[Saved data entries]
::::

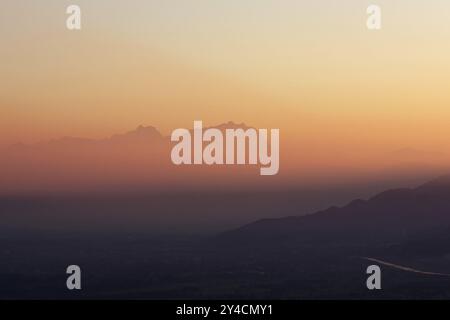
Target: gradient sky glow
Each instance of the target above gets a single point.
(310, 68)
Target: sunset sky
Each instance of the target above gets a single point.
(310, 68)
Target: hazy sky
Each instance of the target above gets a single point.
(310, 68)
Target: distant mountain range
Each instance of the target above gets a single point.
(393, 216)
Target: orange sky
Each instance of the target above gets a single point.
(338, 92)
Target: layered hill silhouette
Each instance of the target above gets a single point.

::::

GIVEN INSTRUCTION → Copy out all of the material above word for word, but leave the pictures out.

SOLUTION FOR THIS TASK →
Target: gradient sky glow
Each instance of the target above gets a single point.
(310, 68)
Target: sunset sky
Each instance of the target above gets a single point.
(310, 68)
Target: hazy sky
Each instance of the target above gets a single point.
(310, 68)
Target: distant mountain range
Each instance of the target above gets a single point.
(393, 216)
Target: orange sky
Each instance of the target above gets a single point.
(338, 92)
Target: layered hill silhouette
Each instance of the target above gets a single point.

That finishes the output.